■ **PROBLEM SET**
(A) In the court opinion, list the surnames of all justices named in the line beginning "SWEENY, J.P."
(B) Write the next passage of the court opinion on the hospital corporation's dismissal motion, starting after its final sentence.
Segment Start: EXERCISE TEXT
Opinion
09-26-2017
Eiseman Levine Lehrhaupt & Kakoyiannis, P.C., New York (Peter Reiser of counsel), for appellant. Zachary W. Carter, Corporation Counsel, New York (MacKenzie Fillow of counsel), for respondent.
Eiseman Levine Lehrhaupt & Kakoyiannis, P.C., New York (Peter Reiser of counsel), for appellant.
Zachary W. Carter, Corporation Counsel, New York (MacKenzie Fillow of counsel), for respondent.
SWEENY, J.P., RENWICK, KAPNICK, KERN, MOULTON, JJ.
Order, Supreme Court, New York County (Ellen M. Coin, J.), entered November 30, 2015, which granted the motion of defendant
New York City Health and Hospitals Corporation, acting on behalf of Bellevue Hospital Center (HHC), to dismiss the complaint, and order, same court and Justice, entered September 28, 2016, which, upon renewal and reargument adhered to the original determination, unanimously reversed, on the law, without costs, and defendant's motion denied.
Segment End: EXERCISE TEXT
Segment Start: DATASET
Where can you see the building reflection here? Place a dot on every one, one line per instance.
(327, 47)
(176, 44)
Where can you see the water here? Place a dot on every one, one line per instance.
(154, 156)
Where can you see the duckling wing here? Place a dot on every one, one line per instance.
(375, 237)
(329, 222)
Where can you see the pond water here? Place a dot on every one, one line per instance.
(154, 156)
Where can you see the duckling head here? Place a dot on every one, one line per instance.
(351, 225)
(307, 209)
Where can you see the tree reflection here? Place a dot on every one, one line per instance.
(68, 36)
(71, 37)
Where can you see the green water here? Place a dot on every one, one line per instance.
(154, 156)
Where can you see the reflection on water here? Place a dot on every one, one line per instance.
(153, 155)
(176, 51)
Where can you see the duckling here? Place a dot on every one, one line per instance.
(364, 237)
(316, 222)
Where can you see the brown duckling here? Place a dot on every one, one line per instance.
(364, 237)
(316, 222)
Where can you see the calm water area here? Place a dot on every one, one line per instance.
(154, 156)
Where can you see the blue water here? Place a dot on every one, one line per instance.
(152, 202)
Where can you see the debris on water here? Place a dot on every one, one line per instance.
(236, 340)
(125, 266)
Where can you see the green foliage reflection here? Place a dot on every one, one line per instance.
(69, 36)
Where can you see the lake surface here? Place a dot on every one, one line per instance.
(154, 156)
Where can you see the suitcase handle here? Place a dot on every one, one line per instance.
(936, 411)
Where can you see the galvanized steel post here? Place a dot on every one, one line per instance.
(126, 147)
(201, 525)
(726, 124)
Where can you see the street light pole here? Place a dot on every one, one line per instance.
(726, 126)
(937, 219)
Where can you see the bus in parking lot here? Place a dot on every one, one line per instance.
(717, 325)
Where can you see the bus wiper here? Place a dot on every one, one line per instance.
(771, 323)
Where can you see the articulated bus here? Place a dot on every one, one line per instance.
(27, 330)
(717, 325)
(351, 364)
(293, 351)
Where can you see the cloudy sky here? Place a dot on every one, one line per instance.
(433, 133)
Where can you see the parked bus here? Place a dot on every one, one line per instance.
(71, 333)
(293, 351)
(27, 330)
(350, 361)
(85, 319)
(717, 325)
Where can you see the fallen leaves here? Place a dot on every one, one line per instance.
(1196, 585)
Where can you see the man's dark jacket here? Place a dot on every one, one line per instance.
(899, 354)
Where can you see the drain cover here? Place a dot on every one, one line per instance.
Segment End: DATASET
■ **OUTPUTS FOR THE TASKS**
(A) Sweeny, Renwick, Kapnick, Kern, Moulton

(B)
The motion court correctly found that HHC was not estopped from asserting the six-month contractual limitations period as there was no misconduct on the part of HHC that prevented Towers from timely commencing this action. On June 3, 2013, HHC provided notice to Towers that as of June 16, 2013, Bellevue would remove and store Towers's non-capital improvements. HHC added that it "cannot make payment" to Towers because many items on the documentation provided appeared to be non-reimbursable, and an itemized list of all property that Towers intended to remove, in addition to a list of capital improvements, was required. Towers did not respond for five months, at which time HHC denied it access to the premises. At that point, it cannot be said that "the agreement, representations or conduct" of HHC caused Towers to delay bringing a known cause of action ( Robinson v. City of New York, 24 A.D.2d 260, 263, 265 N.Y.S.2d 566 [1st Dept.1965] [citations omitted] ).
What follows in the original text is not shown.